Search the records for the word "packed" and pick out every line that has it.

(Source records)

◆ ◆ ◆ ◆ ◆

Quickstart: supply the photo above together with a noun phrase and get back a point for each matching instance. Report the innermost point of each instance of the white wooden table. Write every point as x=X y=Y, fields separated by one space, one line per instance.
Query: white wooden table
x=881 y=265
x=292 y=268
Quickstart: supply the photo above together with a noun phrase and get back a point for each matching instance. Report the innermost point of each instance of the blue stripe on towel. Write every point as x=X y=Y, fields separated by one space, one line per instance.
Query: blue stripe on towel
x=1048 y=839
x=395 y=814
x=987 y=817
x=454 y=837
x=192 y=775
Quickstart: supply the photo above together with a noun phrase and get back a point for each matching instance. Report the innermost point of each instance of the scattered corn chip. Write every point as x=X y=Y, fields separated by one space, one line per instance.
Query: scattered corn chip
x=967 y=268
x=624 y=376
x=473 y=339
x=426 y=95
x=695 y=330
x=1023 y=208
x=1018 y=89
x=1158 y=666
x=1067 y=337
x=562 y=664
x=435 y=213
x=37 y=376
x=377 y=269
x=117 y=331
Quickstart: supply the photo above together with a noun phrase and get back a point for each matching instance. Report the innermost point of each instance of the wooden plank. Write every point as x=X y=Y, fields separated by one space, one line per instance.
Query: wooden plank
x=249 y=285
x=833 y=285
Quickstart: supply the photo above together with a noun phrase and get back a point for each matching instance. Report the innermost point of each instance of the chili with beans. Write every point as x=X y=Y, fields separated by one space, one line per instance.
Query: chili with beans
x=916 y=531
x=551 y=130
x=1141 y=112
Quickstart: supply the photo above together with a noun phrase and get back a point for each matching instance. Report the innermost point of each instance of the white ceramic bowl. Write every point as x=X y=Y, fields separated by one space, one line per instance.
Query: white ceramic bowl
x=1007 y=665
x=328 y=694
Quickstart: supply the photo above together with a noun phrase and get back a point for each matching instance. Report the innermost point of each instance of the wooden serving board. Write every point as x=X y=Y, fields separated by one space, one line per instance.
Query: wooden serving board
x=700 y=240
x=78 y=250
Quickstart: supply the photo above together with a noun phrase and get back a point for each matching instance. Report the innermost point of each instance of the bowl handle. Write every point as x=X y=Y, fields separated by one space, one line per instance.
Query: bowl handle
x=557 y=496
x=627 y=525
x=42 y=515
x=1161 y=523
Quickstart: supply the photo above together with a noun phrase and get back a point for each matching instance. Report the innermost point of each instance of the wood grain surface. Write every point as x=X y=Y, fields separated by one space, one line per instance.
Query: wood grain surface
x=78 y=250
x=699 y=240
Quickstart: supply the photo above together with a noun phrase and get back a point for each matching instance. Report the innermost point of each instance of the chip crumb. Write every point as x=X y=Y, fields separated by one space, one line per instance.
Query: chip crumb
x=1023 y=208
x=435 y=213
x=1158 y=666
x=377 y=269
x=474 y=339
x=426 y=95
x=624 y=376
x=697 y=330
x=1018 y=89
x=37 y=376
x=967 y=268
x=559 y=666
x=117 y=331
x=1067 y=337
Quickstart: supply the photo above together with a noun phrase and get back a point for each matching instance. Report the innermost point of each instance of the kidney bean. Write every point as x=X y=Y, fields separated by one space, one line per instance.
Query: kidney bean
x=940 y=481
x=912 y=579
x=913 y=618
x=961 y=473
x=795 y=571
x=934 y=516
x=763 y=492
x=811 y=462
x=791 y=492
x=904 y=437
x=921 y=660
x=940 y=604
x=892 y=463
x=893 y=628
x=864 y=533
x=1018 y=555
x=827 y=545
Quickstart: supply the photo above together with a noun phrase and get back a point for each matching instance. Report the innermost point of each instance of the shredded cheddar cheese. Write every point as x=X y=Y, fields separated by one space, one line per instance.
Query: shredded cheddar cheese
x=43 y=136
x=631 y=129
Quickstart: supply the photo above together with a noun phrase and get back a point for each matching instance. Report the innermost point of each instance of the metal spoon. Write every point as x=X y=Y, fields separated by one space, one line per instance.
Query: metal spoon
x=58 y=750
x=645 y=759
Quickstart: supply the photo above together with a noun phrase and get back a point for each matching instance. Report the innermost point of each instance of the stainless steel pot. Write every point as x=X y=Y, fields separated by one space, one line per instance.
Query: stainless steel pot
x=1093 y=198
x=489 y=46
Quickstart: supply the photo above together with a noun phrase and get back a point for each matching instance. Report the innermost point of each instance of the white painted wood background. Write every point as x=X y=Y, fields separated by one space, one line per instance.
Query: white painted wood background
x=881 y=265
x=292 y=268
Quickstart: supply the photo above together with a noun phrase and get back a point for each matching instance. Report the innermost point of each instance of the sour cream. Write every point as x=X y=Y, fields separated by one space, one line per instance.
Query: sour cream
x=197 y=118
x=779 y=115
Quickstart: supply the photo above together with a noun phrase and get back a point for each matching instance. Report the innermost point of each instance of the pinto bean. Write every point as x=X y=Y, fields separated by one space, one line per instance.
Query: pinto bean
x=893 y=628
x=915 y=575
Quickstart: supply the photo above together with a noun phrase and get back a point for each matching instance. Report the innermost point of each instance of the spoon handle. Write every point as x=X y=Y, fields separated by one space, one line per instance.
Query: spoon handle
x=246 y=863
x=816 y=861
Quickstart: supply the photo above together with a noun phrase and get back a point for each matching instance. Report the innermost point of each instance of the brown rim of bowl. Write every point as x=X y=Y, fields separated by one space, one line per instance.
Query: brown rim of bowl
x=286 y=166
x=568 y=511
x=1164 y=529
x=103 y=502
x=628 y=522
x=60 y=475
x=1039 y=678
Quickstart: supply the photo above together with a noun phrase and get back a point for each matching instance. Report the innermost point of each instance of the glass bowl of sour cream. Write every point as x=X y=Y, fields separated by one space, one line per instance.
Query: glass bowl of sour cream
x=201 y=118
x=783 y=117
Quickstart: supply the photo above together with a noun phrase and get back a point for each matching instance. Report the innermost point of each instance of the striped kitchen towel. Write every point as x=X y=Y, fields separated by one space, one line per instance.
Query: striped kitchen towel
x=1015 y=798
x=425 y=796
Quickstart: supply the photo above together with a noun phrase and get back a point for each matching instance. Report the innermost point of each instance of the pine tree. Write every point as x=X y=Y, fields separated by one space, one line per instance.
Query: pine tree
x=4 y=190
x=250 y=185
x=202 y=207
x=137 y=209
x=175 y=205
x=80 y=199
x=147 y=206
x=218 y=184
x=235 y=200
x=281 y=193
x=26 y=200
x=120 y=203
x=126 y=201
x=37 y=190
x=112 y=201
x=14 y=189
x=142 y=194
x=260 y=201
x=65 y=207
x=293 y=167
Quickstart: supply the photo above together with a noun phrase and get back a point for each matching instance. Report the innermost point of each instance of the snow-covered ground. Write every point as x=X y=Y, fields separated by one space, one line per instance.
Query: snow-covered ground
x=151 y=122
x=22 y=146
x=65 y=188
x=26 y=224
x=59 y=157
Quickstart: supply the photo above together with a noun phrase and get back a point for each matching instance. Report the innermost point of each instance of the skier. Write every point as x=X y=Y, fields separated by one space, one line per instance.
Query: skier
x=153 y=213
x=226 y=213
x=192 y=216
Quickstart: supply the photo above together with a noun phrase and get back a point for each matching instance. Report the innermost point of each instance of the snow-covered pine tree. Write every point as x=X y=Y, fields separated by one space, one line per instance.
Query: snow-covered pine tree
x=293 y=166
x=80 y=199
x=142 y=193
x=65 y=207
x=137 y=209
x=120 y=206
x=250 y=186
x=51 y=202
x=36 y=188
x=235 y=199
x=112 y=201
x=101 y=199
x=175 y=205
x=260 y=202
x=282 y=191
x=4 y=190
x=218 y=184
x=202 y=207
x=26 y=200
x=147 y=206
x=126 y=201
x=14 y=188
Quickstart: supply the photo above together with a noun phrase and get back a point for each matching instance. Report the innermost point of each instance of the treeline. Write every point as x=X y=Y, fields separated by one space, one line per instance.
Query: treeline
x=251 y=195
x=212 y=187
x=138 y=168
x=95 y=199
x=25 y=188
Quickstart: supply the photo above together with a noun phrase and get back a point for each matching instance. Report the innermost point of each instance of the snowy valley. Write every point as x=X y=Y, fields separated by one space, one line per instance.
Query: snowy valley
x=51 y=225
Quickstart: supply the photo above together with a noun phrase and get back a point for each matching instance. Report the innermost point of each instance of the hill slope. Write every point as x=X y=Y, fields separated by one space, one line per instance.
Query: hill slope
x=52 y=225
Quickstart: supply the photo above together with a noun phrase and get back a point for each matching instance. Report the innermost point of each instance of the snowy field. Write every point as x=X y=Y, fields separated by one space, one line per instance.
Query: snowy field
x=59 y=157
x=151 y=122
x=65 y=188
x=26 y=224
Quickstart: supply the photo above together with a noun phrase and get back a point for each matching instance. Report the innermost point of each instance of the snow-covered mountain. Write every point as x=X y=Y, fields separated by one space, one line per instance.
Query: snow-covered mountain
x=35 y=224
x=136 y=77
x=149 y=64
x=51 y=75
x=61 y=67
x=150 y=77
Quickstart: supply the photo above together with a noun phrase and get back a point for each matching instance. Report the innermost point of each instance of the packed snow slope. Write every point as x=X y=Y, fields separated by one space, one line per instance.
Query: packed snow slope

◆ ◆ ◆ ◆ ◆

__WRITTEN RESPONSE__.
Quickstart: supply the photo above together with a noun phrase and get back a point for each matching instance. Report the innermost point of each instance of the packed snow slope. Write every point as x=X y=Y, fields separated by one space, one line per instance.
Query: packed snow slope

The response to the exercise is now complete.